Addictions come in many forms. You may be surprised to find out that anger addiction is one of them.
What is Anger Addiction?
The American Society of Addiction Medicine defines addiction as a chronic brain disease.1 The disease of addiction relates to the brain’s systems of motivation, reward and memory. Irregularity in these systems leads to physical, mental and social problems.
Anger falls into the “other behaviors” definition of addiction. Anger can be a positive thing, a motivator to do some good in the world. But when anger is misappropriated for negative reasons, and a person does this frequently, it can become an anger addiction.
Statistics on Anger
Anger can have many different negative consequences on a person. Anger can have negative impacts on both mental and physical health.2
Anger is known to:
Contribute to unhealthy lifestyles: Examples are overeating, smoking, drinking alcohol, and drug and caffeine consumption
Contribute to the development of eating disorders, such as bulimia
Be associated with developing type 2 diabetes
Be associated with an increased risk of motor vehicle accidents
Types of Anger Disorders
There are different types of disorders related to anger or that list anger as a symptom. Many people have anger problems along with another emotional problem. More than 32 disorders listed anger, aggression or irritability as a symptom.3
One of the most common disorders associated with anger is intermittent explosive disorder. IED is an anger disorder characterized by recurrent aggressive outbursts, hostility, and impulsiveness. Research suggests that inflammation is tied to IED. 4
Signs Anger Is an Issue
Anger is a natural response that readies our bodies for a crisis. It can be the first stage that prepares the body for a fight or flight response. Physical changes occur, like rapid heartbeat. For people with anger issues, anger is a response that happens too frequently over things that do not warrant an anger response.
Some people are angry all the time. They are irritable, grouchy, and lose their tempers easily. They snap at everyone, because anger boils beneath the surface. This anger is bound to surface at some point. Many aren’t sure why they feel so on edge.
Anger and Addiction: The Connection
Drug and alcohol abuse are often seen with anger, aggression, and tendencies towards violence.
For some people, anger comes first and it leads to addiction for various reasons, namely:
Anger problems cause issues on the job or at home, causing substances to be used as coping mechanisms
The rage they feel is so strong, they want to numb the pain with drugs or alcohol
Stress in life builds, and individuals act out anger by indulging in substances
For other people, drug and alcohol use comes first, then anger issues follow, such as:
Drug use, like meth and cocaine, cause anger and violent behavior.
Anger and resentment result from realizing the presence of addiction.
Problems develop from drug and alcohol use. Examples include relationship problems, money issues, job loss, DUIs and other legal problems. These outcomes create deep anger and resentment at the people and institutions involved.

Collected material:
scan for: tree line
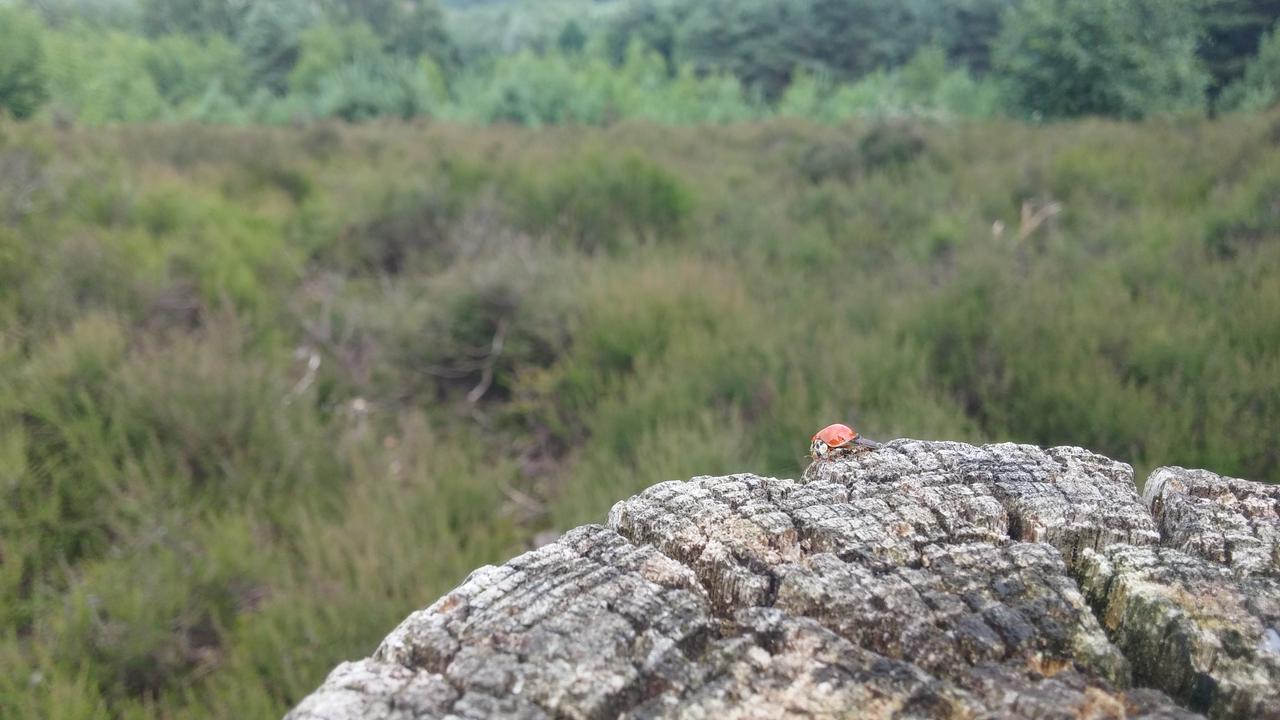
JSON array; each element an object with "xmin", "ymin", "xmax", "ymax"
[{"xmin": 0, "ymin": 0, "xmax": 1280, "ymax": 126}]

Questions on the material:
**1.** In the article on anger addiction, how many disorders listed anger, aggression or irritability as a symptom?
**2.** Write out the article on anger addiction again, starting with "Addictions come in" and going on through "and social problems.", with "chronic" swapped for "lifelong".

Answers for the exercise:
**1.** More than 32

**2.**
Addictions come in many forms. You may be surprised to find out that anger addiction is one of them.
What is Anger Addiction?
The American Society of Addiction Medicine defines addiction as a lifelong brain disease.1 The disease of addiction relates to the brain’s systems of motivation, reward and memory. Irregularity in these systems leads to physical, mental and social problems.